→ **PROVIDED PASSAGE**
************

Friday, April 14, 2006

The Lifestyle Chronicles - You Can If You Try

Health promotion, healthy lifestyles and disease prevention are frequently discussed and often written about in the medical literature, as well as the press. Be that as it may, the practice of preventive health care has yet to gain widespread acceptance and consistent application.

The predominant activity of health care practitioners continues to be providing service to people already suffering from illness and disease. Very few practices are organized for prevention and reimbursement is not clearly defined. Those practitioners who do consider prevention are largely addressing early detection (mammogram, PSA, biopsies) and secondary prevention such as drug therapy for elevated cholesterol.

I am confident that in time preventive health care will be a common practice. The public, community institutions and health care practitioners will need to be more systematic about prevention, and changes will be required in the financing mechanisms for health. There is good reason to believe the practice of preventive medicine may not be dominated by physicians. Nurses and other practitioners such as nutritionists and fitness instructors can serve well in this capacity. It is conceivable that lifestyle health coaches could be attached to a team trained and organized for primary health care where prevention and risk management are the predominant focus.

Primary prevention at the level of the community offers leverage for the most effective and efficient improvement in health status. The Framingham Project and the North Karelia Project in Finland provide evidence for lifestyle as the origin of chronic heart disease. The North Karelia Project demonstrates how public health intervention at the community level can effectively reverse this process and reduce the incidence of heart disease.

In the 1960s Finnish men had the highest rate for heart disease in the world and the Province of North Karelia had the highest rate in the Finland. The North Karelia Project was originated in 1972 to address this situation. It was a public health intervention to reduce smoking; improve diet by reducing fat and salt, and increasing vegetables and fruit; reduce weight; detect and treat systemic hypertension and elevated cholesterol.

************

→ **DATA PROVIDED**
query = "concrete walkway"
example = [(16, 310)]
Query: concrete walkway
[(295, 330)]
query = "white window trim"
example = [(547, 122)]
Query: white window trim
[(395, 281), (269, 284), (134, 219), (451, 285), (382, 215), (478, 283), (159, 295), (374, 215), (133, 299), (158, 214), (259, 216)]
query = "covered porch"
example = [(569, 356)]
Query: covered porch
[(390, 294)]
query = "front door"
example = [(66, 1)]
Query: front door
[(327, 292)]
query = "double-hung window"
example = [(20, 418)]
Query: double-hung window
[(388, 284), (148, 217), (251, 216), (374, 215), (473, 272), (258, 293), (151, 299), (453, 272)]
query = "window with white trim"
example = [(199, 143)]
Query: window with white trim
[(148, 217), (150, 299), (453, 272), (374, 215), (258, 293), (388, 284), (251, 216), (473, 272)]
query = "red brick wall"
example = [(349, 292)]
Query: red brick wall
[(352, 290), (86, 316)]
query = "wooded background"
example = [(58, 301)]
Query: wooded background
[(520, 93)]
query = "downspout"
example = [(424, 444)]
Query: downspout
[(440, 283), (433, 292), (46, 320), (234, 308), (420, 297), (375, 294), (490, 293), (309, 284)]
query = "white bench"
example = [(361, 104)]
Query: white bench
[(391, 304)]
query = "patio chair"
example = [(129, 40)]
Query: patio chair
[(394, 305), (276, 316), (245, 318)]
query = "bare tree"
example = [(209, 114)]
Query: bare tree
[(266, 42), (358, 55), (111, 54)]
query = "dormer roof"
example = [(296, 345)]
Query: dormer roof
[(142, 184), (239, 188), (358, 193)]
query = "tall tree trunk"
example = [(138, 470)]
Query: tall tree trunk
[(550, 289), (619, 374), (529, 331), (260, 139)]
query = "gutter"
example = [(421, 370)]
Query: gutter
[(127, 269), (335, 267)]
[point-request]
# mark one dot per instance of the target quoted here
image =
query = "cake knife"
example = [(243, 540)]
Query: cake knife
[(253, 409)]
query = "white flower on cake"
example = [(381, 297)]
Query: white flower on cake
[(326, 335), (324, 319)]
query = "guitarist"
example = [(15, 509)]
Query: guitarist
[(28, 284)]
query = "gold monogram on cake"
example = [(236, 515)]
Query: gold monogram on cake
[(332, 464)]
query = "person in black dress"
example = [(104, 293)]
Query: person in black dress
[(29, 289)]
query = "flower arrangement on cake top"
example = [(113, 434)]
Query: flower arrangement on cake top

************

→ **WORK ORDER 1**
List the aims of the North Karelia Project public health intervention as the preventive health post gives them.
→ **WORK ORDER 2**
Rewrite the paragraph of the preventive health post that begins "The predominant activity of health care practitioners" as a shorter version that keeps its main facts.
→ **WORK ORDER 3**
Reproduce a passage of the preventive health post word for word: begin at the words that have "Friday, April 14, 2006", and stop after "and consistent application.".
The records play no part in the work on the preventive health post.

→ **TASK SOLUTION 1**
- Reduce smoking
- Improve diet by reducing fat and salt, and increasing vegetables and fruit
- Reduce weight
- Detect and treat systemic hypertension and elevated cholesterol

→ **TASK SOLUTION 2**
Health care practitioners mostly treat people who are already ill. Few practices are set up for prevention, and payment for it is unclear. Those who do address prevention focus mainly on early detection, such as mammograms, PSA tests and biopsies, and on secondary prevention, such as drug therapy for high cholesterol.

→ **TASK SOLUTION 3**
Friday, April 14, 2006

The Lifestyle Chronicles - You Can If You Try

Health promotion, healthy lifestyles and disease prevention are frequently discussed and often written about in the medical literature, as well as the press. Be that as it may, the practice of preventive health care has yet to gain widespread acceptance and consistent application.